**EXERCISE DETAILS:**
From the line with "Target: beard" down to the final line of the material below, quote every line exactly and leave out all lines before it.

*** Block opens ***

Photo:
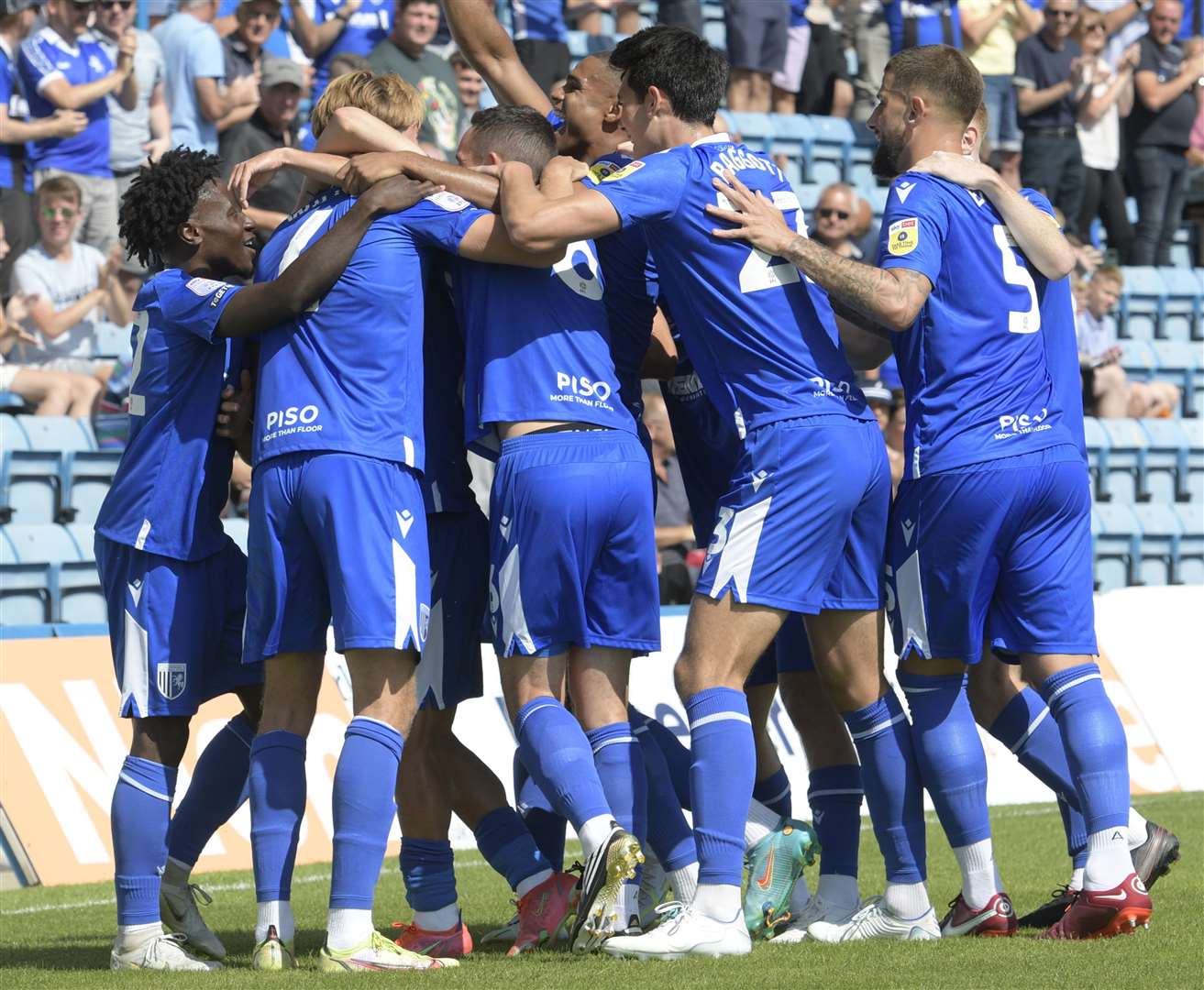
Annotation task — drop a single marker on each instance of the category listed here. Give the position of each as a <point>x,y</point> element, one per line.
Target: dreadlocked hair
<point>160,199</point>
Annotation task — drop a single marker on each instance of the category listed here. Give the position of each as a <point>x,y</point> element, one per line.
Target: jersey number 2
<point>1016,273</point>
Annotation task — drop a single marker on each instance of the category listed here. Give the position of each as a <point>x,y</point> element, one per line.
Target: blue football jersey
<point>173,480</point>
<point>630,296</point>
<point>537,346</point>
<point>348,374</point>
<point>973,365</point>
<point>761,337</point>
<point>447,478</point>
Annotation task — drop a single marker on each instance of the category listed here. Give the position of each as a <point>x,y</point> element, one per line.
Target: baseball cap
<point>278,72</point>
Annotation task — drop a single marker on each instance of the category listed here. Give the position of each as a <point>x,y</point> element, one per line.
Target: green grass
<point>47,932</point>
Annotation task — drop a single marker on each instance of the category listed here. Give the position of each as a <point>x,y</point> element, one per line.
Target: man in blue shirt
<point>64,68</point>
<point>765,346</point>
<point>984,414</point>
<point>175,582</point>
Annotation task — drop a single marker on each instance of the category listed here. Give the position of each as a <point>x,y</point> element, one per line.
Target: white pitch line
<point>220,888</point>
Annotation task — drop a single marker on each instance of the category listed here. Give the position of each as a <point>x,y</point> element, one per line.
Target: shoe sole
<point>623,856</point>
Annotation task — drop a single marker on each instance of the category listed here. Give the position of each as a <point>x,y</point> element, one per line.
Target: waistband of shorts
<point>569,438</point>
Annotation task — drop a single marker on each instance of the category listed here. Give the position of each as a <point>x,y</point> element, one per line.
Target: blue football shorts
<point>336,536</point>
<point>175,627</point>
<point>450,669</point>
<point>803,527</point>
<point>999,550</point>
<point>572,557</point>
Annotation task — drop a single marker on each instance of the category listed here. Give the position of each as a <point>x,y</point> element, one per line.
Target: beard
<point>887,155</point>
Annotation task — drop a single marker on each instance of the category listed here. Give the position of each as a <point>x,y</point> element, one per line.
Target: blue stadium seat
<point>1097,455</point>
<point>237,528</point>
<point>1118,545</point>
<point>87,476</point>
<point>1191,544</point>
<point>1126,461</point>
<point>1183,308</point>
<point>1143,302</point>
<point>1161,530</point>
<point>1165,461</point>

*** Block closes ***

**EXPECTED ANSWER:**
Target: beard
<point>887,155</point>
Annotation task — drop a single marker on each instance of the category listed here. Give the position of each as a <point>x,y</point> element, one per line.
Target: blue stadium seat
<point>1097,455</point>
<point>237,528</point>
<point>1118,545</point>
<point>87,476</point>
<point>1191,544</point>
<point>1126,461</point>
<point>1183,308</point>
<point>1143,302</point>
<point>1161,530</point>
<point>1165,461</point>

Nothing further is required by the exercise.